- [Rows from an object-pointing dataset]:
* * *

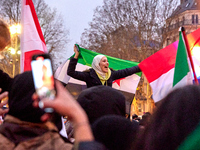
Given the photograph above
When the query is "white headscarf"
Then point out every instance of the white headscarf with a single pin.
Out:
(96, 67)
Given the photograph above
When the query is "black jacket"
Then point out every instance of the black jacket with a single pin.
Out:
(91, 78)
(5, 81)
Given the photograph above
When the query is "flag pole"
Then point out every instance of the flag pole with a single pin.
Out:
(189, 55)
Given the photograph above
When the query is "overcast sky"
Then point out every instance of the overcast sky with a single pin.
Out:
(76, 14)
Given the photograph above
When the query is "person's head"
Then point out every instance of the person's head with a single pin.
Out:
(101, 100)
(100, 63)
(115, 132)
(4, 35)
(177, 115)
(20, 99)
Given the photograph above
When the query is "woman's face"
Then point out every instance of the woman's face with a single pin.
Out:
(104, 64)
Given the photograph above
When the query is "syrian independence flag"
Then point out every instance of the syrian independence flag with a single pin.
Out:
(159, 67)
(182, 74)
(32, 40)
(128, 84)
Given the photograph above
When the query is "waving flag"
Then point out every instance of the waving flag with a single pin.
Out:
(32, 40)
(182, 74)
(128, 84)
(159, 68)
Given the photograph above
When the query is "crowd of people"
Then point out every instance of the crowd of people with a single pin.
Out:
(97, 117)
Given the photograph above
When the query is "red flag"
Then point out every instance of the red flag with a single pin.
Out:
(159, 67)
(32, 40)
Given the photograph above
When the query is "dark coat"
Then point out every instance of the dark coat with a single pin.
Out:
(5, 81)
(91, 78)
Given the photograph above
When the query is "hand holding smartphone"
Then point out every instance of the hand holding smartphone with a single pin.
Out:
(43, 77)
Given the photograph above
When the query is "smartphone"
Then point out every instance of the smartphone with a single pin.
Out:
(43, 77)
(77, 47)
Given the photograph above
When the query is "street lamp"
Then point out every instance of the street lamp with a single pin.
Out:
(15, 30)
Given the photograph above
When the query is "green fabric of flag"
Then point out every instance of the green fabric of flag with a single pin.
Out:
(181, 65)
(192, 142)
(86, 57)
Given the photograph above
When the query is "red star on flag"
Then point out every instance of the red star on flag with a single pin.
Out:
(118, 81)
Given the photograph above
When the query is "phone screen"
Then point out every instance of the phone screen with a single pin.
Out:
(43, 76)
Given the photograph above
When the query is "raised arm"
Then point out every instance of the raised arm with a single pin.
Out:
(66, 105)
(125, 72)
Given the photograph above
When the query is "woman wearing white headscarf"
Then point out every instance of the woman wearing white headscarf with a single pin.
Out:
(100, 73)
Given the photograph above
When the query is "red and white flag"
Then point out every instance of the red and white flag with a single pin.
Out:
(159, 67)
(32, 40)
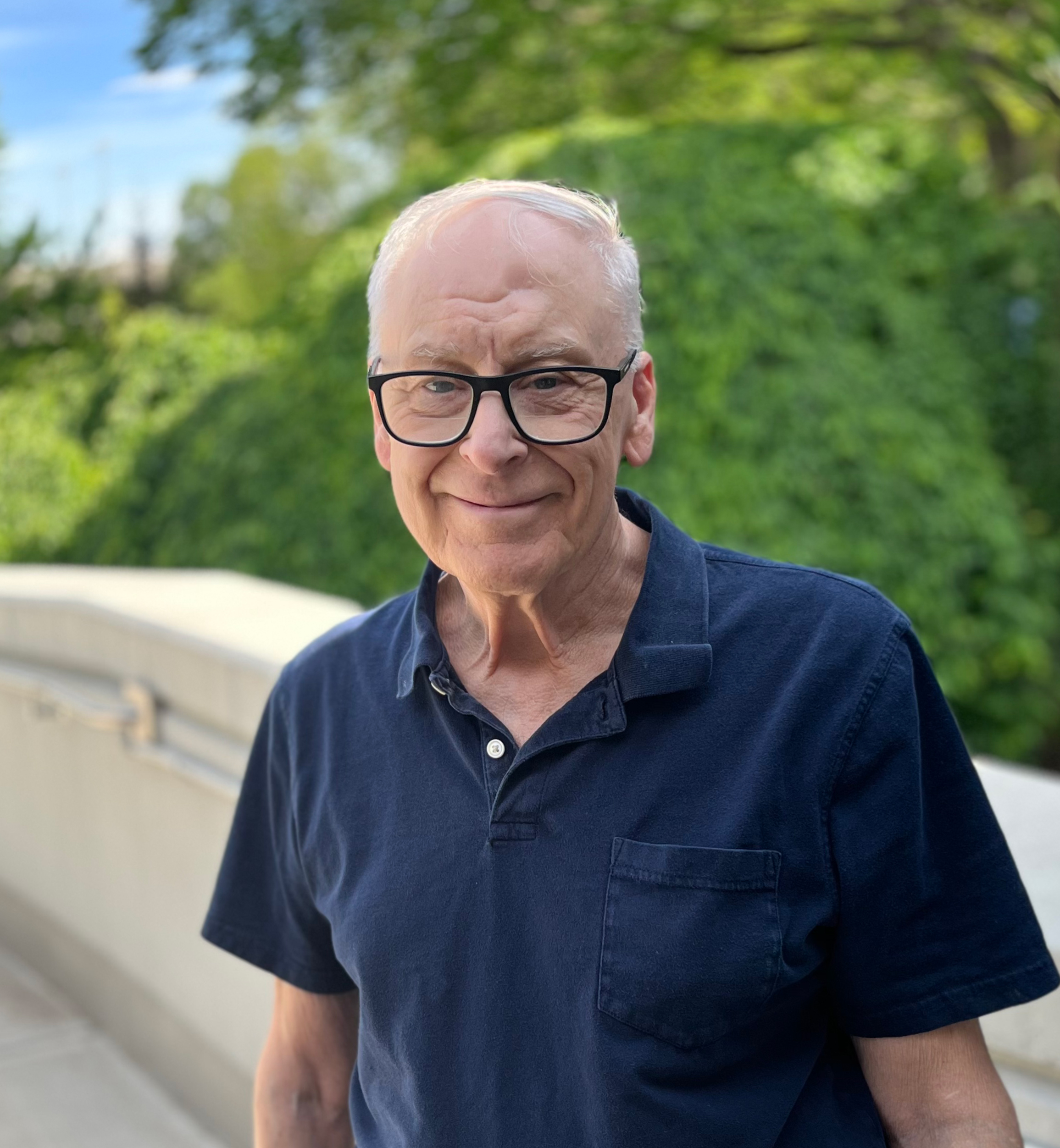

* * *

- [WRITTEN REQUEST]:
List every line of the listing above that contains the string "white", treating uppercase and lowercase as distinct.

- [ANSWER FOR THIS EXERCISE]:
When the query is "white headscarf"
Then point out every instance of the white headscarf with a single pin.
When the query is "woman wearing white headscarf"
Then point out every instance of the woman wearing white headscarf with a single pin.
When the query is "red and white flag"
Then point out every instance of the red and white flag with a single pin.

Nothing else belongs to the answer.